++++ Material
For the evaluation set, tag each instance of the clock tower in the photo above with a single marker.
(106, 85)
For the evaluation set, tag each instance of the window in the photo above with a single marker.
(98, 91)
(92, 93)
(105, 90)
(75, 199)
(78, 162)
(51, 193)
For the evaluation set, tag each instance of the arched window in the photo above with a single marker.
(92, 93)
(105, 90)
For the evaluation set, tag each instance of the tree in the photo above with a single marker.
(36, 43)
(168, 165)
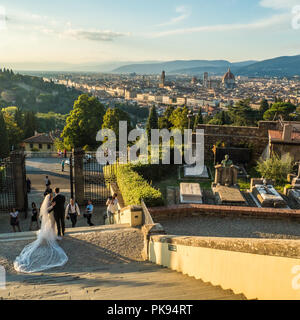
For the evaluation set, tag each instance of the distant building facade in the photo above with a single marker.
(40, 142)
(228, 80)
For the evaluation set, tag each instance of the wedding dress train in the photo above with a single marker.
(44, 253)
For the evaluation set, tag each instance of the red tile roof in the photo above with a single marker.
(277, 135)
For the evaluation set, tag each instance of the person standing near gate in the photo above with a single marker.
(59, 212)
(63, 165)
(14, 220)
(89, 211)
(28, 184)
(47, 182)
(72, 212)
++++++++
— Do this —
Copy out the records above in full, exactly as written, but not the pictures.

— Task result —
For the evaluation set, tag each instance of the clock tower in the photo above with a single marker.
(106, 85)
For the evaluation set, tag each instance of the window in the photo above with a single marker.
(98, 91)
(92, 93)
(105, 90)
(75, 199)
(78, 162)
(51, 193)
For the evaluation set, tag each instance of the arched window in the photo above with a single marker.
(92, 93)
(105, 90)
For the evaluation set, tag each instance of the tree in the photo above with a single marker.
(36, 43)
(168, 165)
For the evaluation set, tag each instance of the distant building facade in the photo above with a single marker.
(40, 142)
(228, 80)
For the evaluation set, tag each instance of the wedding dress train in the photo above with a single marker.
(44, 253)
For the evaluation set, tag each instance of the red tile roof in the photo above with a single marker.
(277, 135)
For the evaluation set, tag each instance of the person standing near gate in the photo above with a single marker.
(59, 212)
(63, 165)
(14, 220)
(89, 211)
(28, 184)
(47, 182)
(72, 212)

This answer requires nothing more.